▶ **Task directions**: Render the stretch from the line containing "Target: green grass" through the end of the records below as a Markdown table with two columns, Row and Line. Number each row and leave out blank lines.

Segmentation annotation records:

* Start *

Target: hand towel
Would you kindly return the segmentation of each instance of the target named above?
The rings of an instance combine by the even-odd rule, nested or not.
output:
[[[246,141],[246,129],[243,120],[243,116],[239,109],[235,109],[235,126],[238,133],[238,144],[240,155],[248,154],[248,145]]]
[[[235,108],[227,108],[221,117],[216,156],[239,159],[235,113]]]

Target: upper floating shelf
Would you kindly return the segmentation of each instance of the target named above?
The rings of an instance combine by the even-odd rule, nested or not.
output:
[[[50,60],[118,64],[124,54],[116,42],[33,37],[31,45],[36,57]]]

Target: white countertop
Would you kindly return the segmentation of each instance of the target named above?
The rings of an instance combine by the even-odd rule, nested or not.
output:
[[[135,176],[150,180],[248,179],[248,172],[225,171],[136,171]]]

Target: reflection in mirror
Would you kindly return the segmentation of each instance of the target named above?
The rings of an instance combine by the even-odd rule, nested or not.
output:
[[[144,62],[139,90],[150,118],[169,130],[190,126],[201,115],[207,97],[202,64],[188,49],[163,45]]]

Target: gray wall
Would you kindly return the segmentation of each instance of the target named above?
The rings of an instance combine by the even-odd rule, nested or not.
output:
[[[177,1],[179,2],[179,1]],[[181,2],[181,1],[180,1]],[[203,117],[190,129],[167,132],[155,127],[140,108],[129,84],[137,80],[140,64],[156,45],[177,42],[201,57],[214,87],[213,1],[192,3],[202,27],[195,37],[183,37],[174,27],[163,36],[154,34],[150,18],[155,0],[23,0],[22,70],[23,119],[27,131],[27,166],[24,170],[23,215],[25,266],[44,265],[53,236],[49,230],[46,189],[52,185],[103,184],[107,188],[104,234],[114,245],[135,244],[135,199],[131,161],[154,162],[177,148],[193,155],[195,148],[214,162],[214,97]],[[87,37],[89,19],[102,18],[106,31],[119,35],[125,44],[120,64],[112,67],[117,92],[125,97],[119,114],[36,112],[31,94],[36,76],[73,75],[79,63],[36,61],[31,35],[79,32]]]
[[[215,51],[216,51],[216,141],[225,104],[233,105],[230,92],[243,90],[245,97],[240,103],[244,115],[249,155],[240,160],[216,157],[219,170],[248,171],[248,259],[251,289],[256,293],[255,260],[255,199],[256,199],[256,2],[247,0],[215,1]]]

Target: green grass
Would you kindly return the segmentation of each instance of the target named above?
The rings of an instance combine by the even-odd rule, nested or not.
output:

* End *

▶ **Result**:
| Row | Line |
|---|---|
| 1 | Target: green grass |
| 2 | Would you kindly return the segmentation of each instance of the target named above? |
| 3 | The rings of an instance combine by the even-odd rule, nested or not. |
| 4 | output: |